# [TASK DIRECTIONS]
Which of the lines below contain the word "wall"? Copy each such line in full.

[START OF INFORMATION GIVEN]

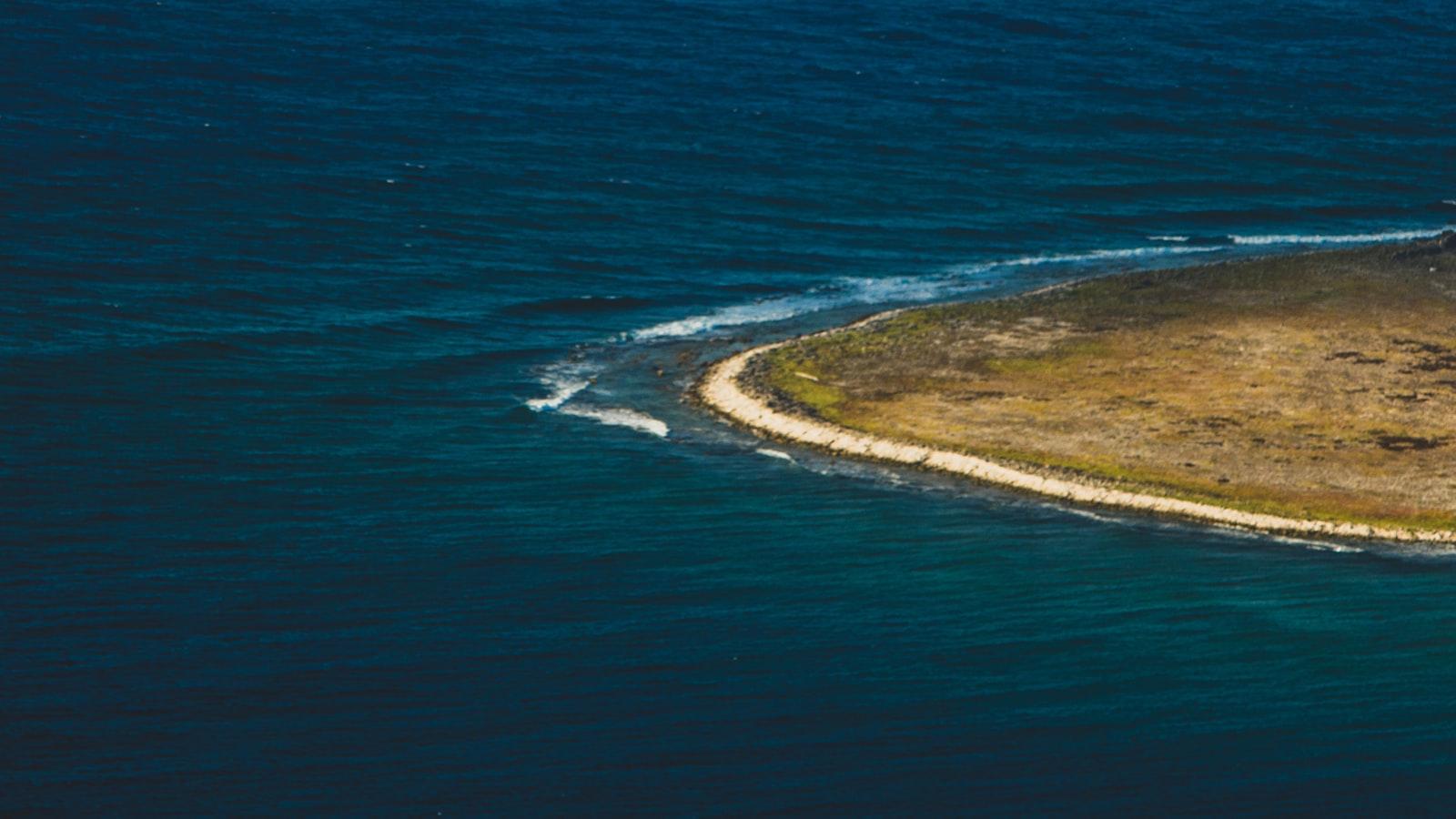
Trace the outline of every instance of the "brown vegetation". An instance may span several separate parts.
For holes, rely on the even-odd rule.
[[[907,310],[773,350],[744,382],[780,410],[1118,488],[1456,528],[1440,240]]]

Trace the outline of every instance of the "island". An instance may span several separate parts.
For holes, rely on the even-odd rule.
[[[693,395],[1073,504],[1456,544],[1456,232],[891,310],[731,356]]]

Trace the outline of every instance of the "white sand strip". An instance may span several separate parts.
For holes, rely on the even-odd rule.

[END OF INFORMATION GIVEN]
[START OF INFORMATION GIVEN]

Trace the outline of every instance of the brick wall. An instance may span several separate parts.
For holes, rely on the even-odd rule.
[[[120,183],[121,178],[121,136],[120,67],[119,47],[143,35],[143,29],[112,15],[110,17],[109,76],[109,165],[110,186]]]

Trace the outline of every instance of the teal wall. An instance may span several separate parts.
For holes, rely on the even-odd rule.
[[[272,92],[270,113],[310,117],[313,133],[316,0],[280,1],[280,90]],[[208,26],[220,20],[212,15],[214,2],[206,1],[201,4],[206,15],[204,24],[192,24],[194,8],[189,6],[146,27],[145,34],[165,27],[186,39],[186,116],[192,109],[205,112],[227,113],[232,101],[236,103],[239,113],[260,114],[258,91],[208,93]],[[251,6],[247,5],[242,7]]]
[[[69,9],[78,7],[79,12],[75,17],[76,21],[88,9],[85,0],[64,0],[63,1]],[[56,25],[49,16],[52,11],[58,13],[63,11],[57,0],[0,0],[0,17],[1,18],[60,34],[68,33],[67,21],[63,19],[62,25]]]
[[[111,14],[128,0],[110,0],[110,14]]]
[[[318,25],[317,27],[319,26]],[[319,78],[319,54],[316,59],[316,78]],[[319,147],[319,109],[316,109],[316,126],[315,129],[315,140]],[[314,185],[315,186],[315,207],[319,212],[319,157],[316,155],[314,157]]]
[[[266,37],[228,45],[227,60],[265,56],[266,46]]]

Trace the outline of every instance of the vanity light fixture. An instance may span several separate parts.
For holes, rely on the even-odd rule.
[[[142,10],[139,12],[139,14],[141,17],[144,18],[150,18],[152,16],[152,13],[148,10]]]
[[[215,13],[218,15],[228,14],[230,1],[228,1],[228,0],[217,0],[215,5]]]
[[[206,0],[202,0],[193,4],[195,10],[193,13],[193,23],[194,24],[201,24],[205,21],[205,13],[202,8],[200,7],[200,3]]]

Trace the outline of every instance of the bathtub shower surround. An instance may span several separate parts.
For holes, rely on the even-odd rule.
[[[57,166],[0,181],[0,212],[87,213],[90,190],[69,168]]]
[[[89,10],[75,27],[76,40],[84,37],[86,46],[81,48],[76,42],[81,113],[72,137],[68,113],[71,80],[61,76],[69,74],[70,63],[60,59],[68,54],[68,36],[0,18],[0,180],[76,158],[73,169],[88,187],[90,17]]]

[END OF INFORMATION GIVEN]

# [THE RESULT]
Trace the outline of every instance of the brick wall. An instance may span several separate parts.
Trace the outline of every instance of the teal wall. An instance may span several separate parts.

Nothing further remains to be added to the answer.